▸ Task 1
For each statement (a), (b), and (c), say whether the aortic stenosis text below agrees with it. Answer yes or no, and quote the deciding words of the text exactly. (a) Congenital bicuspid valves lead to calcific AS more often than acquired bicuspid valves do. (b) Valve replacement is usually recommended for people who have no symptoms. (c) After heart failure, angina, or syncope begins, the 3-year mortality rate without surgery is 50%.
▸ Task 2
Write out the part of the aortic stenosis text below that starts with "Prognosis & Treatment" and goes on through "( 0.7 cm2).", copying it word for word.

▸ Provided passage

+ + +

Causes of Aortic Stenosis

Some common causes follows:

  • The most common cause is a birth defect, such as a valve with only two cusps instead of the usual three or a valve with an abnormal funnel shape
  • Newborns with significant AS develop CHF within the first week of life. The left ventricle is often too small to be compatible with life. The newborn heart develops left-to-right shunting through the patent foramen ovale, which leads to worsening CHF.
  • Calcific AS also occurs in older patients with congenital or acquired bicuspid valves. Congenital bicuspid valves cause calcific AS 4 times more frequently than acquired forms do.
  • The aortic valve becomes more narrow, the pressure increases inside the left heart ventricle. This causes the left heart ventricle to become thicker, which decreases blood flow and can lead to chest pain. As the pressure continues to increase, blood may back up into the lungs and you may feel short of breath
  • Other cause of aortic stenosis in patients 65 years and over is called "senile calcific aortic stenosis." With aging, protein collagen of the valve leaflets is destroyed, and calcium is deposited on the leaflets
  • Progressive wear and tear of a bicuspid valve present since birth (congenital).

Symptoms of Aortic Stenosis

These are symptoms of Aortic Stenosis :

  • Fainting , weakness , or dizziness with activity
  • Breathlessness with activity
  • Sensation of feeling the heart beat ( palpitations )
  • People who have severe aortic stenosis may faint during exertion because blood pressure may fall suddenly .
  • The damaged aortic valve can become infected by bacteria, resulting in infective endocarditis

Prognosis & Treatment of of Aortic Stenosis

Following the onset of heart failure, angina, or syncope, the prognosis without surgery is poor (50% 3-year mortality rate). Medical treatment may stabilize patients in heart failure, but surgery is indicated for all symptomatic patients, including those with left ventricular dysfunction, which often improves postoperatively. Valve replacement is usually not indicated in asymptomatic individuals. Exceptions are those with declining left ventricular function, very severe left ventricular hypertrophy, and very high gradients (> 80 mm Hg) or severely reduced valve areas ( 0.7 cm2).

+ + +

▸ Study material
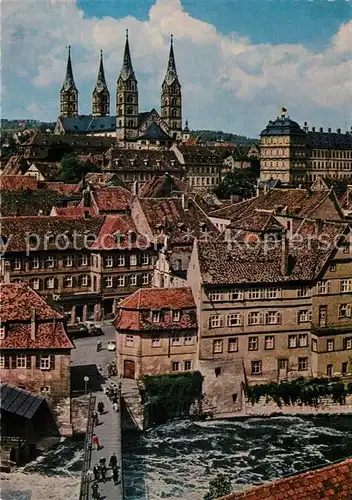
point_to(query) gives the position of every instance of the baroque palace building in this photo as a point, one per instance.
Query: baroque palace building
(296, 155)
(131, 127)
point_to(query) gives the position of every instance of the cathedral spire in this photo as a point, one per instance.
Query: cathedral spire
(127, 69)
(69, 82)
(101, 82)
(171, 72)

+ + +

▸ Task answer 1
(a) Yes: "Congenital bicuspid valves cause calcific AS 4 times more frequently than acquired forms do."
(b) No: "Valve replacement is usually not indicated in asymptomatic individuals."
(c) Yes: "Following the onset of heart failure, angina, or syncope, the prognosis without surgery is poor (50% 3-year mortality rate)."

▸ Task answer 2
Prognosis & Treatment of of Aortic Stenosis

Following the onset of heart failure, angina, or syncope, the prognosis without surgery is poor (50% 3-year mortality rate). Medical treatment may stabilize patients in heart failure, but surgery is indicated for all symptomatic patients, including those with left ventricular dysfunction, which often improves postoperatively. Valve replacement is usually not indicated in asymptomatic individuals. Exceptions are those with declining left ventricular function, very severe left ventricular hypertrophy, and very high gradients (> 80 mm Hg) or severely reduced valve areas ( 0.7 cm2).